• **REQUIRED WORK**
The output should be all lines of the entries below in which the word "wood" occurs.

(Region pointing data)
# # # #

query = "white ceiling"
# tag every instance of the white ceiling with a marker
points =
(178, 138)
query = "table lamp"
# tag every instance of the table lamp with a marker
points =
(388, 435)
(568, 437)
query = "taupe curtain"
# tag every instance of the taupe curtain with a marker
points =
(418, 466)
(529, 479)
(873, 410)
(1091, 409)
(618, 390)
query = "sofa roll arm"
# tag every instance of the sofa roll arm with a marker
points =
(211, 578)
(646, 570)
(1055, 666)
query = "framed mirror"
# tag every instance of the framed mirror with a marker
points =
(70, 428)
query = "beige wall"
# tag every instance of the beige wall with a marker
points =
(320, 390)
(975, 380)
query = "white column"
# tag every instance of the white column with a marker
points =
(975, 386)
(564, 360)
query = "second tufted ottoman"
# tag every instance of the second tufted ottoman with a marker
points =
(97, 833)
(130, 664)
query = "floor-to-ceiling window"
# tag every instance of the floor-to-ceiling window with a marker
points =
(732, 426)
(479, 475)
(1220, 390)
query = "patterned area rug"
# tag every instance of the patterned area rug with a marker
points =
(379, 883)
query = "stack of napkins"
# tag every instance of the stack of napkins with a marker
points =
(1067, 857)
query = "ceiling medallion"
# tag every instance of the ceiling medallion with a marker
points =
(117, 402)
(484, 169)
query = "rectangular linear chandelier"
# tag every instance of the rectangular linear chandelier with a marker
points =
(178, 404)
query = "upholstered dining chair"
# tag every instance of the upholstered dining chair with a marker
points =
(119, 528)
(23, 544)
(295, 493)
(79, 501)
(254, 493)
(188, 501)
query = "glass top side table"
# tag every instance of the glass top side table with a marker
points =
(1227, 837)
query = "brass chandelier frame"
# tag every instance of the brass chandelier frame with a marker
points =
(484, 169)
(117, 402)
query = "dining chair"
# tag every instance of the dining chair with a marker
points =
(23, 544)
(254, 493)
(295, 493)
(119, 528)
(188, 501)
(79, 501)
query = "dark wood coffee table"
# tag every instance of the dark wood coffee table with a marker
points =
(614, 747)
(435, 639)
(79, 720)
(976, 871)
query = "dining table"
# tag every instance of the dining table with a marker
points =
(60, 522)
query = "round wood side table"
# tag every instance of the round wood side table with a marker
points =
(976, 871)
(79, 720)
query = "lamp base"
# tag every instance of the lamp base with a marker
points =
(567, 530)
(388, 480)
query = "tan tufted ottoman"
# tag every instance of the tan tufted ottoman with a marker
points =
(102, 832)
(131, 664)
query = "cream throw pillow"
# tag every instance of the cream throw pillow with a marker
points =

# # # #

• **EXERCISE RESPONSE**
query = "dark wood coffee table"
# tag every instance of the dark wood coffee table with a marker
query = "round wood side table"
# tag every instance of the round wood side table with a marker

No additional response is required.